=== AIM ===
Lay out the data below as a Markdown table with the columns Row and Line, one numbered row per line and no rows for blank lines. Leave the pictures out of your answer.
▬▬▬
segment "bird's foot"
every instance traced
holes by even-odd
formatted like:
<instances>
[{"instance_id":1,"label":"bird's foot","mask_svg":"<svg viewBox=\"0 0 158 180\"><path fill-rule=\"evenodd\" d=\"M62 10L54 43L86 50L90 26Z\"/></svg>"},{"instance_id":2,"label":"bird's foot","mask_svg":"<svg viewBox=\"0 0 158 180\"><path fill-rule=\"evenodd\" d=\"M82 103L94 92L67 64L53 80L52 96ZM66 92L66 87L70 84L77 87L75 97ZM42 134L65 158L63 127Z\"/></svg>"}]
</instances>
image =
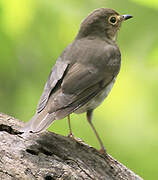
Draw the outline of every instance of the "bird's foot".
<instances>
[{"instance_id":1,"label":"bird's foot","mask_svg":"<svg viewBox=\"0 0 158 180\"><path fill-rule=\"evenodd\" d=\"M102 155L106 155L106 154L107 154L105 147L102 147L102 148L99 150L99 152L100 152L100 154L102 154Z\"/></svg>"},{"instance_id":2,"label":"bird's foot","mask_svg":"<svg viewBox=\"0 0 158 180\"><path fill-rule=\"evenodd\" d=\"M77 141L77 142L79 142L79 143L84 143L84 141L83 141L82 139L80 139L80 138L78 138L78 137L75 137L73 133L69 133L69 134L67 135L67 137L72 138L73 140L75 140L75 141Z\"/></svg>"}]
</instances>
▬▬▬
=== RESPONSE TO THIS TASK ===
| Row | Line |
|---|---|
| 1 | segment "bird's foot" |
| 2 | every instance traced |
| 3 | holes by even-odd |
| 4 | formatted like: |
| 5 | <instances> |
| 6 | [{"instance_id":1,"label":"bird's foot","mask_svg":"<svg viewBox=\"0 0 158 180\"><path fill-rule=\"evenodd\" d=\"M62 10L54 43L86 50L90 26Z\"/></svg>"},{"instance_id":2,"label":"bird's foot","mask_svg":"<svg viewBox=\"0 0 158 180\"><path fill-rule=\"evenodd\" d=\"M82 103L94 92L67 64L53 80L52 96ZM66 92L66 87L70 84L77 87L75 97ZM42 134L65 158L63 127Z\"/></svg>"}] |
| 7 | </instances> |
| 8 | image = |
| 9 | Draw the outline of every instance of the "bird's foot". |
| 10 | <instances> |
| 11 | [{"instance_id":1,"label":"bird's foot","mask_svg":"<svg viewBox=\"0 0 158 180\"><path fill-rule=\"evenodd\" d=\"M102 155L106 155L106 154L107 154L105 147L102 147L102 148L99 150L99 152L100 152L100 154L102 154Z\"/></svg>"},{"instance_id":2,"label":"bird's foot","mask_svg":"<svg viewBox=\"0 0 158 180\"><path fill-rule=\"evenodd\" d=\"M77 141L77 142L79 142L79 143L84 143L84 141L83 141L82 139L80 139L80 138L78 138L78 137L75 137L73 133L69 133L69 134L67 135L67 137L72 138L73 140L75 140L75 141Z\"/></svg>"}] |
| 12 | </instances> |